ECC0028

 

Written evidence submitted by Quilter plc

 

Quilter is a leading wealth management business in the UK, helping to create prosperity for the generations of today and tomorrow. Quilter oversees £109.5 billion in customer investments (as at 30 September 2020), for more than 900,000 customers. Quilter’s offering includes: financial advice; investment platforms; multi-asset investment solutions and discretionary fund management. Clients can choose to use one or more of these services.

 

We are guided by five fundamental beliefs:

 

       The value of trusted face to face advice;

       That better choice doesn’t mean more choice;

       That expert investment solutions should be simply packaged;

       That award-winning service and measurable outcomes for customers should always offer good value; and

       That a company’s value goes beyond making a profit.

SUMMARY

 

       Quilter welcomes the Committee’s ongoing scrutiny of the scale and nature of consumer-facing economic crime, and wishes to bring to the Committee’s attention the growing threat of online investment scams. In particular, the online investment scams facilitated using a ‘clone’ of a financial services firm, and which often use an advert on a search engine. 

 

       Quilter’s analysis of the FCA’s warning list shows that so far in 2020, the FCA has issued 1,031 general scam warnings involving individual attempts to defraud consumers, 301% more than issued in 2015.

 

       In 2020, the FCA has issued 401 scam warnings which involve the ‘clone’ of a legitimate financial services firm. This is 34% more than in 2019, and 261% more than in 2015. Since 2015, 45% of all FCA warnings involved the ‘clone’ of a financial services firm.

 

       Quilter is aware of 13 attempts made by fraudsters to trick members of the public and our customers with an investment scam using our brand during the past 12 months. 80 individuals were affected, and sadly the scammers were successful in 18 of these cases, with individuals losing a total of £1,500,000.

 

       Quilter supports the FCA, the Investment Association, the ABI, PIMFA, UK Finance and many others in calling on the government to include financial scams within scope of forthcoming Online Harms legislation, due to be introduced to Parliament by the Home Office and DCMS early next year.

 

 

 

 

1. OVERVIEW OF INVESTMENT SCAMS

 

Emerging trends in consumer-facing economic crime:

 

Quilter welcomes the Committee’s ongoing scrutiny of the scale and nature of consumer-facing economic crime, and wishes to bring to the Committee’s attention the growing threat of online investment scams. In particular, the online investment scams facilitated using a ‘clone’ of a financial services firm, and which often use an advert on a search engine. 

 

Online investment scams are often of considerable value - generally over £50,000 in each individual case - and therefore have the potential for considerable financial harm and emotional detriment to the victim. Despite this, there is little action from the government to reduce the risk to retail investors, despite frequent warnings from the industry, the FCA and many others.

**Data supplied**
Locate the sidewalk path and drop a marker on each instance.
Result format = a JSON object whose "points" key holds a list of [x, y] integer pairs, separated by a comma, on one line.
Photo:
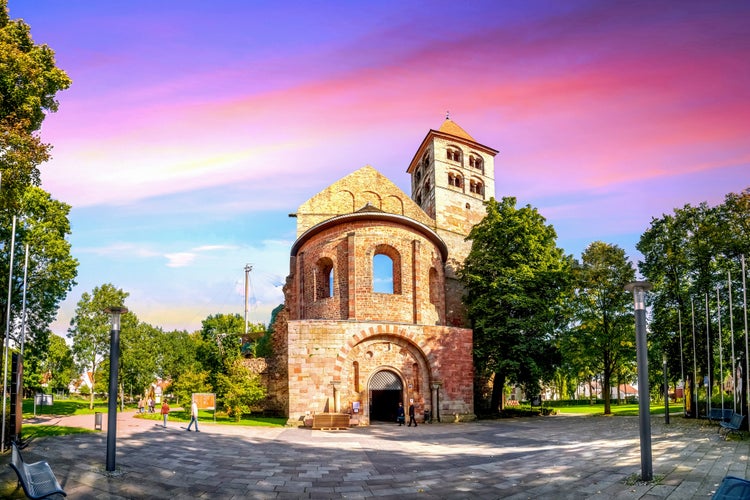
{"points": [[561, 457]]}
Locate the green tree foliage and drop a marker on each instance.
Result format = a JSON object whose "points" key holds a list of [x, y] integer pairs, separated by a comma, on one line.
{"points": [[59, 364], [29, 82], [240, 389], [188, 382], [221, 338], [688, 255], [140, 347], [176, 354], [602, 337], [516, 279], [90, 328]]}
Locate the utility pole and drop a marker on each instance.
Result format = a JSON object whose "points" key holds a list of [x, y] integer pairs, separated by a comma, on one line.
{"points": [[248, 268]]}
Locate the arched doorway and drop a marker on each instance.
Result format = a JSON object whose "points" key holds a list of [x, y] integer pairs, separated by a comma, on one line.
{"points": [[386, 390]]}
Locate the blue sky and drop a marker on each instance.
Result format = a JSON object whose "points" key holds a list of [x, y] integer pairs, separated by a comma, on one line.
{"points": [[192, 129]]}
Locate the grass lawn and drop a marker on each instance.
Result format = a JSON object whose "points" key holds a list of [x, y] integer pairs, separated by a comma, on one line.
{"points": [[180, 415], [628, 409]]}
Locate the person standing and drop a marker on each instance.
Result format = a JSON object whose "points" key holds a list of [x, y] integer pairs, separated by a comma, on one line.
{"points": [[193, 416], [165, 412]]}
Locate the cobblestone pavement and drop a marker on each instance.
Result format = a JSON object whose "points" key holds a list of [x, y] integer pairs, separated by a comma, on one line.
{"points": [[566, 457]]}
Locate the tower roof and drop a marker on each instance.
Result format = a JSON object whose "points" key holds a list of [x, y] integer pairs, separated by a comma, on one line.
{"points": [[449, 130], [450, 127]]}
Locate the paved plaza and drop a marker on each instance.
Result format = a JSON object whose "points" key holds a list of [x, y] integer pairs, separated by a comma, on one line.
{"points": [[525, 458]]}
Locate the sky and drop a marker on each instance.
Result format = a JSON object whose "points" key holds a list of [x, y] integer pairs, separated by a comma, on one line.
{"points": [[193, 129]]}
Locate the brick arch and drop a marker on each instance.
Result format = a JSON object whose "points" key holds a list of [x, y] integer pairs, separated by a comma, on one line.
{"points": [[402, 338], [393, 204], [370, 197], [345, 197]]}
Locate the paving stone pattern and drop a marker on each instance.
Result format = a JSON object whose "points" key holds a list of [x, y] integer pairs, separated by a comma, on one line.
{"points": [[565, 457]]}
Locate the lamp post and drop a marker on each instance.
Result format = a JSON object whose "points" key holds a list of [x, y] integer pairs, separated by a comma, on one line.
{"points": [[114, 361], [639, 289], [666, 388]]}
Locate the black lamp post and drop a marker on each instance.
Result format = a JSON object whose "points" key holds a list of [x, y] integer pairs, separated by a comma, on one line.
{"points": [[639, 289], [114, 362]]}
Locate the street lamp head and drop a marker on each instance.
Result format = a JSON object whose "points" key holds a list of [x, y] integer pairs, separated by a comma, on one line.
{"points": [[639, 289], [114, 315]]}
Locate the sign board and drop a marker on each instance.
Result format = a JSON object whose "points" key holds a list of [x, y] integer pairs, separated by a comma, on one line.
{"points": [[205, 400]]}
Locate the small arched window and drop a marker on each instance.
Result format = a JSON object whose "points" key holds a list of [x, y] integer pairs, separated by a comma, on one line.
{"points": [[323, 278], [386, 270]]}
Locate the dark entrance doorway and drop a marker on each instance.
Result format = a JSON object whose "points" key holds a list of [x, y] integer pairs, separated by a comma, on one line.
{"points": [[386, 390]]}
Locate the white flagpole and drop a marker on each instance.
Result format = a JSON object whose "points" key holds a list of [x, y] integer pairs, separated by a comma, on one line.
{"points": [[23, 313], [682, 367], [7, 330], [731, 335], [708, 359], [747, 351], [721, 356], [694, 392]]}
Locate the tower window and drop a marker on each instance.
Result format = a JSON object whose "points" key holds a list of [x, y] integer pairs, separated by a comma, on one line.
{"points": [[386, 270], [323, 278], [476, 162], [476, 187], [454, 180]]}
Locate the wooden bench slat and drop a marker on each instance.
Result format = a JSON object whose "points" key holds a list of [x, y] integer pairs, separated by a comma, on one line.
{"points": [[37, 479]]}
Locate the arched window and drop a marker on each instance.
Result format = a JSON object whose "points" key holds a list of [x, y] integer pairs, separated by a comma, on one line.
{"points": [[355, 373], [454, 180], [386, 270], [476, 187], [323, 278], [453, 154], [476, 162]]}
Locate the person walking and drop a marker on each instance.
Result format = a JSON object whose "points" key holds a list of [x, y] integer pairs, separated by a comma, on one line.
{"points": [[193, 416], [165, 412], [412, 420]]}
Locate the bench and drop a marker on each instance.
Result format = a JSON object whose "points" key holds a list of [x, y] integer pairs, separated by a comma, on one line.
{"points": [[330, 421], [719, 415], [37, 479], [732, 488], [733, 425]]}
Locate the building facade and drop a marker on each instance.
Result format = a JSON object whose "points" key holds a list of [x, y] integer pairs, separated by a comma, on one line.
{"points": [[373, 312]]}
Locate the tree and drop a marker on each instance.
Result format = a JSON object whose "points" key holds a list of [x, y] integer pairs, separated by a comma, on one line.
{"points": [[602, 337], [515, 279], [240, 389], [90, 328], [29, 82], [221, 337], [688, 255], [59, 364], [189, 382]]}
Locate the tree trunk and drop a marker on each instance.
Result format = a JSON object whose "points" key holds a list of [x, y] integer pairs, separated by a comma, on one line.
{"points": [[497, 401]]}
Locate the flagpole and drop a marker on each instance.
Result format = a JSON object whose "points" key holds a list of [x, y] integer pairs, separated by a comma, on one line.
{"points": [[747, 351], [23, 307], [682, 366], [708, 360], [731, 335], [694, 392], [7, 330], [721, 356]]}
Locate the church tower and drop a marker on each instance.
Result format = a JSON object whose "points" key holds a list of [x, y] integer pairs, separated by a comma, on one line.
{"points": [[451, 177]]}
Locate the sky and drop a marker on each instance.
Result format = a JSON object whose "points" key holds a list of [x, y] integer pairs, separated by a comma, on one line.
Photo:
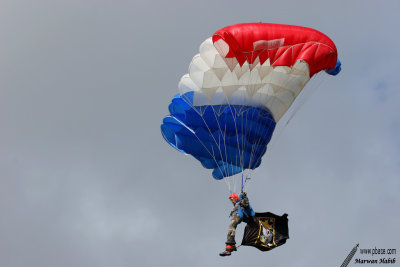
{"points": [[86, 178]]}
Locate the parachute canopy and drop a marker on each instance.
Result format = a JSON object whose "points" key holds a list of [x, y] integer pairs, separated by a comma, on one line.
{"points": [[242, 82]]}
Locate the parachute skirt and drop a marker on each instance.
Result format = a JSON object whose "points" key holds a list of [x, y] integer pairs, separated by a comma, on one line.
{"points": [[225, 138]]}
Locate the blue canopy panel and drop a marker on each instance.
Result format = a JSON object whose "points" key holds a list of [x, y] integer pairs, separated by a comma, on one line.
{"points": [[226, 138]]}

**Problem description**
From the Quilter submission, set down everything from "The value of" down to "making a profit.", word for word. Rely only on the text for what comes next.

**Response to the task**
The value of trusted face to face advice;

       That better choice doesn’t mean more choice;

       That expert investment solutions should be simply packaged;

       That award-winning service and measurable outcomes for customers should always offer good value; and

       That a company’s value goes beyond making a profit.